begin RECORD SET

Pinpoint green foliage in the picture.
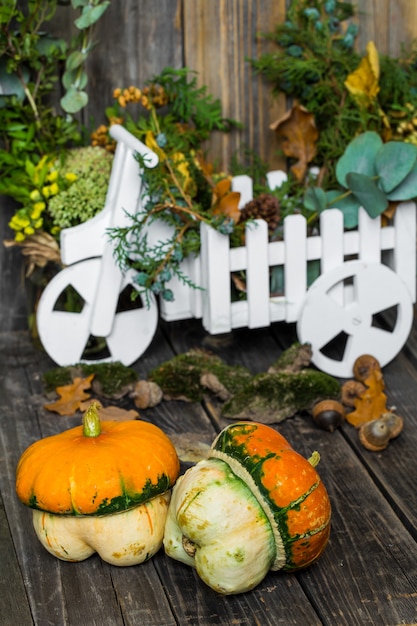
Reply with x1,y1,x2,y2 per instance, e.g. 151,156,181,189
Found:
250,0,417,190
0,0,109,212
48,146,113,229
107,68,242,301
304,131,417,228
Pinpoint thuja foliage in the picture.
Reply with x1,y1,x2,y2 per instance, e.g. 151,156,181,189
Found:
106,68,244,301
0,0,110,205
250,0,417,186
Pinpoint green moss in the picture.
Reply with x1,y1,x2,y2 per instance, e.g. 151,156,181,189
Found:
149,350,252,402
222,369,340,424
269,342,312,372
81,361,138,397
43,367,73,392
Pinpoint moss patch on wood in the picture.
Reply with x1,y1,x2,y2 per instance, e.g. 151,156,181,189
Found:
222,369,340,424
149,350,252,402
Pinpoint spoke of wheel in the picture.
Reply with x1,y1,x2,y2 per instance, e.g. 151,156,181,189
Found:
301,286,347,347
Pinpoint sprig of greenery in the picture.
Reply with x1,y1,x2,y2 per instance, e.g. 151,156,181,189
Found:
106,68,243,301
249,0,417,187
0,0,109,204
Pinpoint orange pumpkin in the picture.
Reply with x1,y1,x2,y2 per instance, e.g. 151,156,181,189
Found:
164,422,331,594
16,403,179,565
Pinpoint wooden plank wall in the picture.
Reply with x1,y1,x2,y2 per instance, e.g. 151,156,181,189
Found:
0,0,417,331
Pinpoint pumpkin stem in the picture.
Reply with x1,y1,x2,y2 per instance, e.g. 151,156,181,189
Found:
83,402,101,437
308,450,320,467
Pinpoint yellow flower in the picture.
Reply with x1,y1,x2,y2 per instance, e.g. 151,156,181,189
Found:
345,41,379,104
33,202,46,215
49,183,59,196
172,152,192,191
145,130,167,161
30,202,43,220
9,215,30,230
29,189,42,202
46,170,58,183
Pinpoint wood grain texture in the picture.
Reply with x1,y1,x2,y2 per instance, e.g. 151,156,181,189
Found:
184,0,285,168
0,0,417,331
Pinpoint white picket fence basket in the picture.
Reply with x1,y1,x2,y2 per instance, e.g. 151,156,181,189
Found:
37,127,416,378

end RECORD SET

● **TASK BRIEF**: Retype the data from the line containing "Pinpoint white picket" through the end of the data, both ends included, without any changes.

● **THE COMPLETED TASK**:
Pinpoint white picket fence basket in the picture.
Reply with x1,y1,x2,y2 per instance, e.g. 151,156,181,189
Found:
37,127,416,378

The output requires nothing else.